→ **Stated task 1**
Answer these questions from the article about Lilly Singh, one answer a line, each marked with the same letter as its question:
(a) At which festival did Doin' It premiere?
(b) With whom did Singh co-write Doin' It?
(c) How many subscribers does the article say followed Singh's early career on YouTube?
→ **Stated task 2**
Rewrite part of the article about Lilly Singh, beginning at the words "Lilly Singh’s Next" and stopping after "position on screen.", with "Maya" replaced by "Priya".
→ **Stated task 3**
Continue the article about Lilly Singh, starting after its last sentence.

→ **Excerpted passage**
++++++++
Lilly Singh’s Next Act: Finding Joy, Telling Your Story and Talking to Muppets

UPDATED: August 21, 2024
PUBLISHED: June 4, 2024

The last year has been one of firsts for Lilly Singh. For one, her debut feature film Doin’ It premiered at South by Southwest [SXSW]. For another, she and her mom finally had the sex talk.

In Doin’ It, which she co-wrote with Neel Patel and Sara Zandieh, Singh stars as Maya, a 30-something, Indian-American virgin who gets a job teaching high school sex ed. Great premise! But not the most comfortable one to discuss with, for example, your Indian immigrant mother, someone who never gave you “the talk” and who you realize you might need to hop on a call with after you submit a script that’ll have you in a, um, compromising position on screen.

So when she asked her mom if she was going to be OK with it, she was surprised by the response she got.

“She said the sweetest words to me, she said—I’ve never heard my mom be so evolved—she said, ‘Are you OK with it?’ And I went, ‘I am.’ She goes, ‘Then I think it’s fine,’” Singh laughs. “And my mom actually helped me with some of the movie on set. She’s making sex jokes, and I’m like, ‘What’s happening? We’ve opened up the matrix!’”

If you’re not among the 14.4 million subscribers who followed Singh’s early career on YouTube (where her parents’ strictness was a fairly common theme), maybe you know her from her NBC late-night show, A Little Late with Lilly Singh, or from The Muppets Mayhem on Disney+ (she was the human).
++++++++
→ **Dataset excerpts**

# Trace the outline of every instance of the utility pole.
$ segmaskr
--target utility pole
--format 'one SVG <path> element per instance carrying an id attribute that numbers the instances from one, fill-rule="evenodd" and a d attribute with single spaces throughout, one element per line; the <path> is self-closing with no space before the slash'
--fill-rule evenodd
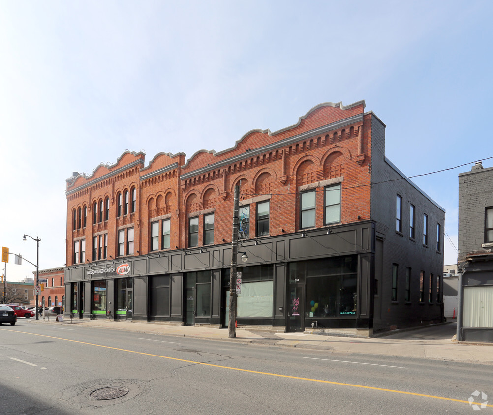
++++++++
→ **Task answer 1**
(a) South by Southwest (SXSW)
(b) Neel Patel and Sara Zandieh
(c) 14.4 million

→ **Task answer 2**
Lilly Singh’s Next Act: Finding Joy, Telling Your Story and Talking to Muppets

UPDATED: August 21, 2024
PUBLISHED: June 4, 2024

The last year has been one of firsts for Lilly Singh. For one, her debut feature film Doin’ It premiered at South by Southwest [SXSW]. For another, she and her mom finally had the sex talk.

In Doin’ It, which she co-wrote with Neel Patel and Sara Zandieh, Singh stars as Priya, a 30-something, Indian-American virgin who gets a job teaching high school sex ed. Great premise! But not the most comfortable one to discuss with, for example, your Indian immigrant mother, someone who never gave you “the talk” and who you realize you might need to hop on a call with after you submit a script that’ll have you in a, um, compromising position on screen.

→ **Task answer 3**
Or maybe you don’t know her yet—though we’d wager you’re about to.

Meet Lilly Singh

Singh was born and raised in Toronto’s Scarborough district and is a self-described tomboy with a creative flair and an unflagging spirit. Her career began on YouTube in the early 2010s, when, then using the name Superwoman, she started filming short skits and first-person videos that shared her experiences as a first-generation Indian-Canadian.

The silly sketches landed with an audience of young brown girls who saw themselves reflected in Singh’s humor, and she became one of the emerging video platform’s earliest stars. But she hasn’t posted new skits to that channel in years; she’s been busy writing and filming and producing. There’s Doin’ It; there are her two bestselling books; and there’s Unicorn Island, her combination production company and charitable fund.

Singh is a true multi-hyphenate… which is why being called a “YouTuber” today can sometimes be a source of frustration. “Sometimes, when I read a headline or read anything about myself, it’ll say ‘YouTuber,’ and I was trying to figure out why that unsettles me,” Singh says. It’s a perception she’s been battling since she stepped away from the platform to pursue new passions.

In December, for example, she was the subject of a Washington Post profile that asked, “Where does Lilly Singh go from here?” The piece was an in-depth and personal look at her career highs and lows following the cancellation of her NBC late-night show. Then, you get to the correction at the bottom of the piece: “A previous version of this story incorrectly stated that Singh still regularly produces content for her YouTube channel.”

“I think it unsettles me just because I think, naturally, everyone wants to grow. Everyone wants to evolve,” she continues. “And everyone wants to be described in a way that’s accurate to what they’re doing right now.”

YouTuber? It’s not that Singh resents or regrets that career—it was empowering to run and grow her own media company, and she was an inspiration to a legion of young women who followed her, including actress Iman Vellani, aka Ms. Marvel, who told Singh she grew up watching her videos.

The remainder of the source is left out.